Exercise objective:
Copy out, unchanged, the lines from the very first one through the line containing "rough mask: <svg", including both.

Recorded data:
-=-=-
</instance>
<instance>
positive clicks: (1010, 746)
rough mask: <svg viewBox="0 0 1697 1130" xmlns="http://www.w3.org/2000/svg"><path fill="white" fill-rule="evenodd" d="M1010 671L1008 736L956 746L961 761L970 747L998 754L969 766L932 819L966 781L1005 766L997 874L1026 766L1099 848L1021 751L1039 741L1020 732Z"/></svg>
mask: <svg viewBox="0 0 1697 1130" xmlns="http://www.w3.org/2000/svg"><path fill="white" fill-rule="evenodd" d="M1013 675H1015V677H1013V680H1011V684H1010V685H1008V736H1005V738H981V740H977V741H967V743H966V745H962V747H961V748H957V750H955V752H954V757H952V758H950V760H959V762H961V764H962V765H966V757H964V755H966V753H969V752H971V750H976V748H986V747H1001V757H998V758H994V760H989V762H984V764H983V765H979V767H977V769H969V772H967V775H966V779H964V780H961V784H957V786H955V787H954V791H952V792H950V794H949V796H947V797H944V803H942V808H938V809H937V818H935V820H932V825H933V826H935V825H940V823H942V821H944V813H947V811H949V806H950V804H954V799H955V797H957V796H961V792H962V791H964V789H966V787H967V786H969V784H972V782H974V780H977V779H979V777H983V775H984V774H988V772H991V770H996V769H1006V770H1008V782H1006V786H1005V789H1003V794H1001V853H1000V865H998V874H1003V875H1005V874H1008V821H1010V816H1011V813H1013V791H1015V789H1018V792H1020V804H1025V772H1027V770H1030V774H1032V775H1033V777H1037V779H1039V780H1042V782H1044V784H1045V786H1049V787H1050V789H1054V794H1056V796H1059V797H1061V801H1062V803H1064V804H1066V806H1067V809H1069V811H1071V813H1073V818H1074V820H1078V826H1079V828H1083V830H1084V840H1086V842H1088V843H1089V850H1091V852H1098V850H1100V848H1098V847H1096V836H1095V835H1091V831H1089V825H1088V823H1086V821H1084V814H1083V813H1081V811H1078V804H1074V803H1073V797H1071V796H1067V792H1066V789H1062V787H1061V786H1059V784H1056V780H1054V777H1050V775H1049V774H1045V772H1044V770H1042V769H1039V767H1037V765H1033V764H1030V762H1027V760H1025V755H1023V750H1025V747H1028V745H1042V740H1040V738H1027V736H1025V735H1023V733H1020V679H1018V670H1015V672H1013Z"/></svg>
-=-=-
Response area:
</instance>
<instance>
positive clicks: (1010, 746)
rough mask: <svg viewBox="0 0 1697 1130" xmlns="http://www.w3.org/2000/svg"><path fill="white" fill-rule="evenodd" d="M1010 671L1008 736L956 746L961 761L970 747L998 754L969 766L932 819L966 781L1005 766L997 874L1026 766L1099 848L1021 751L1039 741L1020 732Z"/></svg>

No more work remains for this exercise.